__DATA FOR THE TASK__
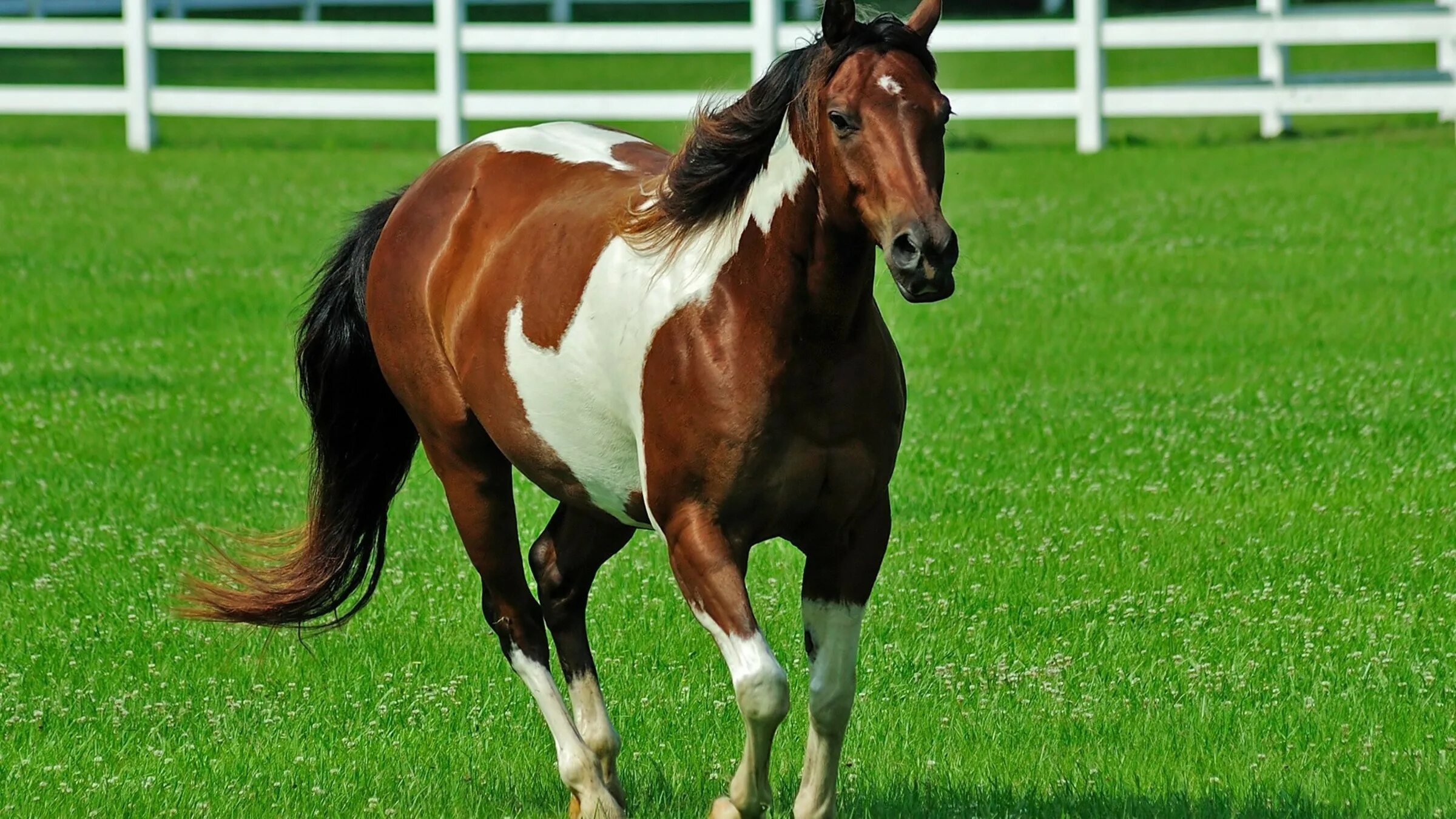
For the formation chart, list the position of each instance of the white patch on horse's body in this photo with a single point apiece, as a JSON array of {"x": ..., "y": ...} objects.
[
  {"x": 584, "y": 400},
  {"x": 834, "y": 629},
  {"x": 574, "y": 761},
  {"x": 568, "y": 142}
]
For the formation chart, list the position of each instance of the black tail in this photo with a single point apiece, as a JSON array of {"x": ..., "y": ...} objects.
[{"x": 363, "y": 445}]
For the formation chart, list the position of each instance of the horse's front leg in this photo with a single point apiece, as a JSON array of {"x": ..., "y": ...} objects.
[
  {"x": 839, "y": 571},
  {"x": 711, "y": 578}
]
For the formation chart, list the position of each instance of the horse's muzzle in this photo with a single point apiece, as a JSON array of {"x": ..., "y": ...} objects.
[{"x": 921, "y": 260}]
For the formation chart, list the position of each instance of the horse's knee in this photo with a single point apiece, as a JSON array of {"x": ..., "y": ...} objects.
[
  {"x": 831, "y": 704},
  {"x": 763, "y": 693}
]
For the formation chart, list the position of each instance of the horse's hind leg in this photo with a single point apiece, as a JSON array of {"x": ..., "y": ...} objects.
[
  {"x": 478, "y": 484},
  {"x": 565, "y": 560}
]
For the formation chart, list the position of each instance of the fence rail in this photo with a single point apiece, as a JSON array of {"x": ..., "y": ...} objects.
[{"x": 1272, "y": 96}]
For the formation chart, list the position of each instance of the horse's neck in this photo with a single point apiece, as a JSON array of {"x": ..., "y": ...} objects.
[{"x": 819, "y": 274}]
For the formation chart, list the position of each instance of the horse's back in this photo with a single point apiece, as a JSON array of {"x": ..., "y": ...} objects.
[{"x": 491, "y": 251}]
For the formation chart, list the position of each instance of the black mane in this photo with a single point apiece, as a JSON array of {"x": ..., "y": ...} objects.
[{"x": 727, "y": 147}]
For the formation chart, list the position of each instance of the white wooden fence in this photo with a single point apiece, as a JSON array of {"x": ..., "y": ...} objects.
[{"x": 1272, "y": 28}]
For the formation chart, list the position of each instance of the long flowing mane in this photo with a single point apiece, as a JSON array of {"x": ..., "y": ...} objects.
[{"x": 729, "y": 146}]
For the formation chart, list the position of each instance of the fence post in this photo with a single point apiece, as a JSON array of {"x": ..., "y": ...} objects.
[
  {"x": 1091, "y": 64},
  {"x": 449, "y": 75},
  {"x": 1273, "y": 67},
  {"x": 139, "y": 73},
  {"x": 1446, "y": 57},
  {"x": 766, "y": 16}
]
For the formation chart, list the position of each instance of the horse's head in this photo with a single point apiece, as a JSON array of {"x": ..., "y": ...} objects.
[{"x": 880, "y": 130}]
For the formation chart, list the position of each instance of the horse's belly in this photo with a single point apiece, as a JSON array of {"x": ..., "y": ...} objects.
[
  {"x": 586, "y": 433},
  {"x": 583, "y": 401}
]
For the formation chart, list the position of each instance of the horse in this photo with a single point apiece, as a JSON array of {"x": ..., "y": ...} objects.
[{"x": 683, "y": 342}]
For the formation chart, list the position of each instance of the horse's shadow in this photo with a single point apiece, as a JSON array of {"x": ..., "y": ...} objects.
[{"x": 956, "y": 800}]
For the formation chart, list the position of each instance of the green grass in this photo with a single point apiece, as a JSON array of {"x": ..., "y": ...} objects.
[{"x": 1174, "y": 516}]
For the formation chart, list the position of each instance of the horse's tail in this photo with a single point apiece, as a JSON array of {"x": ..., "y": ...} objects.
[{"x": 363, "y": 445}]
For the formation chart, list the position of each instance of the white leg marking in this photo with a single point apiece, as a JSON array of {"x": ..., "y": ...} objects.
[
  {"x": 596, "y": 727},
  {"x": 835, "y": 632},
  {"x": 762, "y": 690},
  {"x": 576, "y": 763}
]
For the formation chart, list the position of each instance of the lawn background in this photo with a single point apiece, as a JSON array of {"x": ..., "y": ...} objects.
[{"x": 1176, "y": 524}]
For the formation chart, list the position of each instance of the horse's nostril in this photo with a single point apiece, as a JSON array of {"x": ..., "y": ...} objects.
[{"x": 905, "y": 248}]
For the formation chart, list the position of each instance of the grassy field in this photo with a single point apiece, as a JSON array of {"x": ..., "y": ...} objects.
[{"x": 1176, "y": 521}]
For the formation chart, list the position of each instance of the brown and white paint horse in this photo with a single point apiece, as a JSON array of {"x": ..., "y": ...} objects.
[{"x": 686, "y": 343}]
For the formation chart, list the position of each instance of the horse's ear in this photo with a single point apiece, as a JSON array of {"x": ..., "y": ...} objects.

__EXERCISE__
Could you write out all of the records above again, swapping "formation chart" for "layout sketch" and keeping everything else the same? Leave the pictures out.

__EXERCISE OUTPUT__
For the layout sketch, list the position of each instance of the white patch on horse's body in this photo with a single point apiece, as a JSON array of {"x": ..., "y": ...} objects.
[
  {"x": 584, "y": 400},
  {"x": 834, "y": 629},
  {"x": 574, "y": 761},
  {"x": 568, "y": 142}
]
For the layout sketch, list the position of each instance of the black tail in this photo with a single point apiece, as a JSON array of {"x": ..., "y": ...} objects.
[{"x": 363, "y": 445}]
For the layout sketch, list the position of each instance of the horse's front leg in this photo with a single point apiece, as a JSON array of {"x": ..., "y": ...} objects.
[
  {"x": 839, "y": 571},
  {"x": 711, "y": 578}
]
For the layout sketch, list the position of each instance of the horse's muzzle in this photo with a single point apiece, as a JSON array of {"x": ..., "y": ...} objects.
[{"x": 921, "y": 260}]
For the layout sketch, list the position of each instance of the horse's knee in this photo with a single point apiece, as a JSON array of {"x": ..., "y": ...} objects.
[
  {"x": 831, "y": 704},
  {"x": 763, "y": 693}
]
For the layout sketch, list the position of each instance of the horse's hind leg in this photo with a single point apiece, as a JSON array of {"x": ..., "y": ...} objects.
[
  {"x": 478, "y": 484},
  {"x": 565, "y": 560}
]
For the layout sketch, list the position of each instance of the fence rail in this photo with a single point apiece, as a JSON array of {"x": ..., "y": ...} objects.
[{"x": 1272, "y": 96}]
For the layout sketch, list the position of each instance of the horse's neck in this photo with a single point apiece, as a JSON array of {"x": ..., "y": ...} objects.
[{"x": 819, "y": 274}]
For the layout sketch, list the position of each instance of the horse's back in this photo with a single point apiece, as a JSON array of {"x": ..., "y": ...} objects.
[{"x": 491, "y": 251}]
For the layout sketch, list the position of each instance of the black mane in this photo with a single point apiece, as a JSON array of {"x": ..., "y": ...} objects.
[{"x": 727, "y": 147}]
For the layout sketch, list the position of each instance of the white wooden fence in this photo with a single point apiece, as a JSON array of {"x": ..., "y": ...} objects.
[{"x": 1272, "y": 28}]
For the layout sketch, list the position of each instance of the long flowing mane in this photo with a single point apiece, as a JSON array of {"x": ..., "y": ...} objects.
[{"x": 729, "y": 146}]
For the layout sketch, list the position of each instance of the fence post in this photo with a single point apiece, as a JSON array of {"x": ..., "y": ...} objects.
[
  {"x": 1091, "y": 64},
  {"x": 449, "y": 75},
  {"x": 1273, "y": 67},
  {"x": 139, "y": 73},
  {"x": 1446, "y": 57},
  {"x": 766, "y": 16}
]
For the layout sketch, list the position of each instance of the horse's head in this photo with a single point apiece, as a JSON array of {"x": ..., "y": ...} objects.
[{"x": 880, "y": 130}]
For the layout sketch, list the position of each instance of the horse's belly in this photo with a single point apiece, as a JSON array of {"x": ..., "y": ...} objects.
[
  {"x": 586, "y": 433},
  {"x": 583, "y": 401}
]
For the layout sketch, list the position of each instance of the horse in this photo with a single point apiece, as a JSON array of {"x": ..., "y": ...} objects.
[{"x": 683, "y": 342}]
For the layout sketch, list the position of each instance of the horse's shadow in this photo with a single point apiece, as a JSON array of {"x": ..., "y": ...} objects.
[{"x": 956, "y": 800}]
For the layout sketch, list the position of each instance of the green grass in this photo with a single point apiece, as a JSON array of {"x": ..., "y": ...} objects.
[{"x": 1174, "y": 516}]
For the layout sketch, list the position of each instance of the horse's tail in this photo with a single point apiece, as a JSON array of {"x": ..., "y": ...} objects.
[{"x": 363, "y": 445}]
For the layout sketch, list the position of each instance of the white leg marking in this photo with a single point apiece, as a JSON array of {"x": ..., "y": ...} objects.
[
  {"x": 596, "y": 727},
  {"x": 835, "y": 632},
  {"x": 762, "y": 690},
  {"x": 576, "y": 763}
]
For the layout sketch, list the position of each instance of the lawn background in this photo with a single point apiece, as a JSON array of {"x": ..., "y": ...} objects.
[{"x": 1176, "y": 524}]
For the layout sketch, list the position of each instance of the horse's nostril in this photo with a single point apiece, as a JSON array of {"x": ..., "y": ...} objects.
[{"x": 905, "y": 248}]
For the layout sketch, list the position of each instance of the grassy field in this photo with a single point apiece, as a JSON array of {"x": ..., "y": ...} objects.
[{"x": 1176, "y": 521}]
For the layout sketch, list the position of each instance of the brown and white paint horse in this photo with a single point apiece, as a JSON array of {"x": ..., "y": ...} objects.
[{"x": 686, "y": 343}]
For the layout sketch, list the position of each instance of the horse's ear in this photo with a single point apiece, as a JSON array of {"x": ..., "y": ...} objects.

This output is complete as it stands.